— Begin DATA SHOWN —

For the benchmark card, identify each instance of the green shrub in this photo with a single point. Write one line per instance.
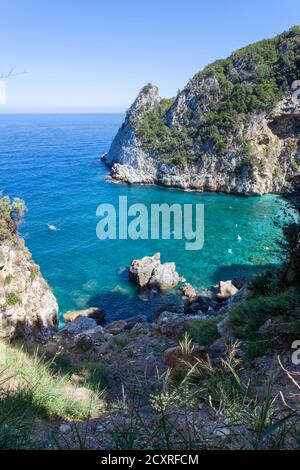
(257, 348)
(40, 391)
(246, 318)
(263, 283)
(204, 331)
(11, 214)
(13, 299)
(94, 374)
(7, 279)
(34, 272)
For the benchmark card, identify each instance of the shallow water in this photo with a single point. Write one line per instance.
(52, 162)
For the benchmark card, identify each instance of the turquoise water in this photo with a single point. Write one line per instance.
(52, 161)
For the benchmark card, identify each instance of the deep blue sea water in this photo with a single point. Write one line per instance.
(52, 162)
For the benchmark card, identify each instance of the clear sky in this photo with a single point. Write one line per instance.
(95, 55)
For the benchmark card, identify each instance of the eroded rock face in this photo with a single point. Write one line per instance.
(80, 324)
(150, 272)
(273, 134)
(164, 277)
(141, 270)
(28, 308)
(226, 290)
(189, 292)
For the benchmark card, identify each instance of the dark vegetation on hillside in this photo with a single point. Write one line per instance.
(251, 80)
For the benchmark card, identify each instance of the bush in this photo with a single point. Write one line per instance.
(263, 283)
(11, 214)
(246, 318)
(7, 279)
(36, 388)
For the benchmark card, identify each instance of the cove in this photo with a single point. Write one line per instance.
(52, 162)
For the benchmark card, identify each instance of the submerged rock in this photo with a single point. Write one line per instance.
(149, 272)
(116, 327)
(189, 292)
(93, 312)
(141, 270)
(226, 290)
(78, 325)
(164, 277)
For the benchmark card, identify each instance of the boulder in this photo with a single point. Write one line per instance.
(78, 325)
(164, 277)
(132, 321)
(88, 339)
(93, 312)
(141, 270)
(189, 292)
(175, 357)
(116, 327)
(171, 324)
(226, 290)
(168, 308)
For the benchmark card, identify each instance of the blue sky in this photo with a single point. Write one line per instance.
(95, 55)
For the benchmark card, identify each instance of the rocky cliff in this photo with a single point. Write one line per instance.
(28, 308)
(235, 127)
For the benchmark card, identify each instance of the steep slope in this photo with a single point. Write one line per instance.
(235, 127)
(28, 308)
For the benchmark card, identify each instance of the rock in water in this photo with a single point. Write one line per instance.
(149, 272)
(164, 277)
(78, 325)
(116, 327)
(189, 292)
(226, 290)
(141, 270)
(93, 312)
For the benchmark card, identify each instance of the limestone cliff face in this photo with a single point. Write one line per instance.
(28, 308)
(272, 129)
(126, 157)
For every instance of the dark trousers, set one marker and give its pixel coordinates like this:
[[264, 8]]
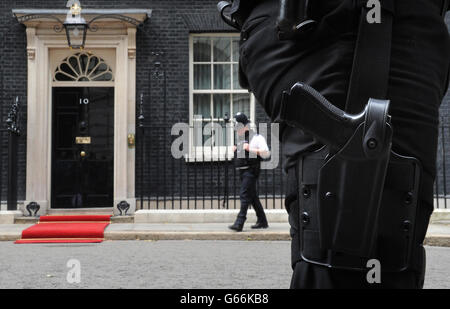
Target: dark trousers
[[418, 82], [249, 196]]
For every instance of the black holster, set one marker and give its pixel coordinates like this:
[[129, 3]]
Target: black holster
[[332, 237]]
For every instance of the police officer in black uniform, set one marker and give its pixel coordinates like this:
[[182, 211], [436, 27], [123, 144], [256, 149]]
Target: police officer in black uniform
[[250, 150], [327, 69]]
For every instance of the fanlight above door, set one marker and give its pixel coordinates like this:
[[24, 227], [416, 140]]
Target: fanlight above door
[[83, 67]]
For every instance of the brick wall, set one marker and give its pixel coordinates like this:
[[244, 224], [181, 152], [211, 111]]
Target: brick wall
[[167, 31]]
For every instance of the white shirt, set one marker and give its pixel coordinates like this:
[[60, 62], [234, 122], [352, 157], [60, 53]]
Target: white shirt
[[259, 142]]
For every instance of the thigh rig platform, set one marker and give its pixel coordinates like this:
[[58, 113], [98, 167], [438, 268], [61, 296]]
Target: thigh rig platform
[[357, 198]]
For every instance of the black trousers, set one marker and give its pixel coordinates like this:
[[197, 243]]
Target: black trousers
[[418, 82], [249, 196]]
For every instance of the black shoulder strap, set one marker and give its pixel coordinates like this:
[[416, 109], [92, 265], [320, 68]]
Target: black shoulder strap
[[371, 64], [445, 7]]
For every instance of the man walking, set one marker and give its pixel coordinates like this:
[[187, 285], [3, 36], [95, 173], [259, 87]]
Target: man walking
[[251, 148]]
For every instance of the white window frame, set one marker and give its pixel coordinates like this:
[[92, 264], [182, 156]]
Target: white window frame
[[213, 153]]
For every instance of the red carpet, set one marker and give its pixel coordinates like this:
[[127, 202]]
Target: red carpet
[[66, 229]]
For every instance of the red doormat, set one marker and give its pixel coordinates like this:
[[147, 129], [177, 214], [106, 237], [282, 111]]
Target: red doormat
[[66, 229]]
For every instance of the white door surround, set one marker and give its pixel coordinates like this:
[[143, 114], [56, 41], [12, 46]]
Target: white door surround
[[115, 41]]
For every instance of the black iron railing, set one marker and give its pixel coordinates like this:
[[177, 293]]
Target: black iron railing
[[9, 142], [442, 185]]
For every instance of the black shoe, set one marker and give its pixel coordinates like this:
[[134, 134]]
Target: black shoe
[[260, 225], [236, 227]]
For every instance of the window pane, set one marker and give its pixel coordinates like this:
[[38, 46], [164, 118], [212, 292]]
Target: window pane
[[241, 103], [202, 49], [202, 76], [222, 76], [236, 84], [221, 105], [222, 49], [235, 49], [202, 105]]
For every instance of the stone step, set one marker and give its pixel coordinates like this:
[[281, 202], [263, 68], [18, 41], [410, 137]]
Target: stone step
[[34, 220]]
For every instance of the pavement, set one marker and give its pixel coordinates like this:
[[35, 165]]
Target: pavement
[[438, 232], [167, 265]]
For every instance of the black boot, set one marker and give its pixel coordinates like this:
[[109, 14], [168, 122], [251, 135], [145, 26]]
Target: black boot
[[260, 225], [237, 226]]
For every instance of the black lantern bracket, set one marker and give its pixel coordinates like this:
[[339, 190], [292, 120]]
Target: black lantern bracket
[[128, 16]]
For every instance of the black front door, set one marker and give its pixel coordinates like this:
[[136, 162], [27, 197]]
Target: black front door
[[83, 147]]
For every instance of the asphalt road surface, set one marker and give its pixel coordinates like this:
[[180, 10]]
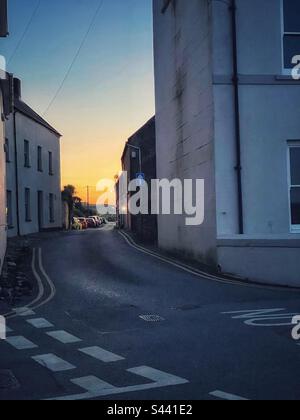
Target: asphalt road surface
[[111, 322]]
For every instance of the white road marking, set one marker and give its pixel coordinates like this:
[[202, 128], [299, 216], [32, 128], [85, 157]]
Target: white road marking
[[225, 396], [263, 317], [96, 388], [157, 375], [64, 337], [20, 343], [53, 363], [92, 384], [101, 354], [40, 323], [24, 312]]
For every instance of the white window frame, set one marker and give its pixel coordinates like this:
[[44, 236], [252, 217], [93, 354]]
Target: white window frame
[[285, 71], [292, 145]]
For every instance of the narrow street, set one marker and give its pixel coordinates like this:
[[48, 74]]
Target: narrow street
[[83, 336]]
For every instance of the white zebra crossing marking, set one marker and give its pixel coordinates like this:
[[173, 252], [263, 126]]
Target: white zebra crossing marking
[[225, 396], [92, 384], [20, 343], [24, 312], [101, 354], [64, 337], [96, 388], [53, 363], [40, 323]]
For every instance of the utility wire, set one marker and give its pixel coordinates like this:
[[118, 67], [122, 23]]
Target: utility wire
[[75, 57], [25, 31]]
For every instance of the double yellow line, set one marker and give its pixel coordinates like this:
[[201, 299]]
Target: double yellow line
[[44, 282]]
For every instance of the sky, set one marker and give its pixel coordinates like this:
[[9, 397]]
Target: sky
[[108, 93]]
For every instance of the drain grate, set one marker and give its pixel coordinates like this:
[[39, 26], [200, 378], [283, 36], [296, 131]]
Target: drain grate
[[152, 318], [8, 380]]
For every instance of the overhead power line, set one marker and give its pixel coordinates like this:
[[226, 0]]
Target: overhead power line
[[99, 7]]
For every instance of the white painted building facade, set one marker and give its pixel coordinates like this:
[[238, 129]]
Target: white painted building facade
[[33, 185], [4, 91], [2, 189], [233, 120]]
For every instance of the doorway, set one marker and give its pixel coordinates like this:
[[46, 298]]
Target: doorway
[[41, 210]]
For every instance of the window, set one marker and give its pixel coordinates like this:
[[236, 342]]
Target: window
[[26, 154], [166, 4], [9, 217], [27, 205], [294, 186], [291, 31], [50, 163], [51, 208], [7, 151], [40, 159]]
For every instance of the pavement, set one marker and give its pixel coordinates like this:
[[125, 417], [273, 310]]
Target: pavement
[[112, 322]]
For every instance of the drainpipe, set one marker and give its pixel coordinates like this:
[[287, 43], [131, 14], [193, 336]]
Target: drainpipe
[[235, 80], [16, 174]]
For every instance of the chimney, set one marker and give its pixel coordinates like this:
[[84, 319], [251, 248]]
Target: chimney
[[17, 88]]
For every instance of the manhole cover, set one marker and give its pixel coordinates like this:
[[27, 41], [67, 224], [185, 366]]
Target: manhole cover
[[8, 380], [151, 318]]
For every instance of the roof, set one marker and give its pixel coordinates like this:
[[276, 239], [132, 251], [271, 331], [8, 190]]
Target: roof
[[24, 109], [131, 138]]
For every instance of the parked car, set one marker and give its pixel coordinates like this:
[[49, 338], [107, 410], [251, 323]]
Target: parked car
[[97, 220], [83, 222], [76, 225], [91, 222]]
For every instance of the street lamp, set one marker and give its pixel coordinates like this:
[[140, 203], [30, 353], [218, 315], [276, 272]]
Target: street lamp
[[140, 154]]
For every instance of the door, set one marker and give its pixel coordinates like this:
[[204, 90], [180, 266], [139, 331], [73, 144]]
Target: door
[[41, 210]]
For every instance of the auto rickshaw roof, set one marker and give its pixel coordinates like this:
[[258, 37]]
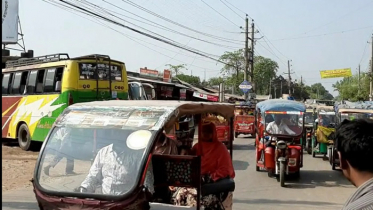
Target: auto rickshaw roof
[[281, 105], [176, 109]]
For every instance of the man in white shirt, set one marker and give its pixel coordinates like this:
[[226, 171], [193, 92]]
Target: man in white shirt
[[278, 126], [114, 170], [62, 135]]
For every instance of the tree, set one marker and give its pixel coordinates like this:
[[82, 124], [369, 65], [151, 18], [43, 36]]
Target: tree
[[193, 80], [177, 69], [265, 70], [235, 62]]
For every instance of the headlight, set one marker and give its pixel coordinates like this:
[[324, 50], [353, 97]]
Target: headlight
[[281, 144]]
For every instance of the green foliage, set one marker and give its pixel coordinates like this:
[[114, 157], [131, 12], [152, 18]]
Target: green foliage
[[348, 88], [193, 80]]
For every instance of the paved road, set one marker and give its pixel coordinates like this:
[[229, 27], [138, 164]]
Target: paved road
[[318, 188]]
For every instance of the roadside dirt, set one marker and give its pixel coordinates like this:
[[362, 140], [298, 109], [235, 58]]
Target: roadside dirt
[[17, 166]]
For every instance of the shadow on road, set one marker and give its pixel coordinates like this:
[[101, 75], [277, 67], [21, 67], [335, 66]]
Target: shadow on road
[[324, 178], [269, 201], [240, 165], [19, 205], [243, 147]]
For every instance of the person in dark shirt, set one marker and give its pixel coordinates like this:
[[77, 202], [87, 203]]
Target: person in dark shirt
[[354, 144]]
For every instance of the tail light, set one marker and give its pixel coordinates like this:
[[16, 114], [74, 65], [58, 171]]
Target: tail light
[[71, 100]]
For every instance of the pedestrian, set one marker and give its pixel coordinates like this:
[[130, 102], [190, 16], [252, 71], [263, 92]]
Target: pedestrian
[[62, 135], [354, 144]]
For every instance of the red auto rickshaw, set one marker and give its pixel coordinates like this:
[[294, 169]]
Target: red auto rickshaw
[[279, 127], [244, 119]]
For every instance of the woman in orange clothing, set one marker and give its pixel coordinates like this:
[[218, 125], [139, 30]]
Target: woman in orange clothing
[[216, 164]]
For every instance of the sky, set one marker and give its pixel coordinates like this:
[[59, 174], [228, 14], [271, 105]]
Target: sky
[[315, 35]]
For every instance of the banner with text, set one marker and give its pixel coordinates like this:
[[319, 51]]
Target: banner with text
[[326, 74]]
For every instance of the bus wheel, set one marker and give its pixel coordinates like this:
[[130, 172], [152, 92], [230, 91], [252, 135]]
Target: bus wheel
[[24, 138]]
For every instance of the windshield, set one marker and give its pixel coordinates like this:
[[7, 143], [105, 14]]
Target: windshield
[[355, 116], [308, 118], [99, 151], [135, 90], [327, 120], [284, 123]]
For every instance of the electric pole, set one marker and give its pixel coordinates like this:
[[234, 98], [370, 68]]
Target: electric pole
[[371, 74], [252, 56], [289, 77], [358, 77], [246, 51]]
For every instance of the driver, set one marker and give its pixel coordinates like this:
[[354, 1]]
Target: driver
[[113, 168], [279, 126]]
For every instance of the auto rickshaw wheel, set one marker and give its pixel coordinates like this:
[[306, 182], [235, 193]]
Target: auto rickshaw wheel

— End DATA SHOWN —

■ TASK STATEMENT
Rewrite the part that opens with the line containing "For every instance of the police" and closes with the line containing "[[259, 142]]", swapping "marker" for "pin" and leaving everything else unchanged.

■ RESULT OF THE TASK
For every instance of the police officer in black uniform, set one pin and give its pixel coordinates like this:
[[182, 211], [436, 27], [123, 144], [256, 149]]
Target: police officer in black uniform
[[250, 150], [327, 69]]
For every instance of the fanlight above door, set one pin and give its pixel coordinates like this:
[[24, 227], [416, 140]]
Target: fanlight above door
[[83, 67]]
For every instance of the brick wall, set one pin and give its pixel coordinates like this:
[[244, 224], [181, 152], [211, 111]]
Target: brick wall
[[167, 31]]
For every instance of the white shirt, set one pin and give its pixel coordinates like this:
[[60, 62], [234, 122], [352, 157], [60, 53]]
Target: white shirt
[[259, 142]]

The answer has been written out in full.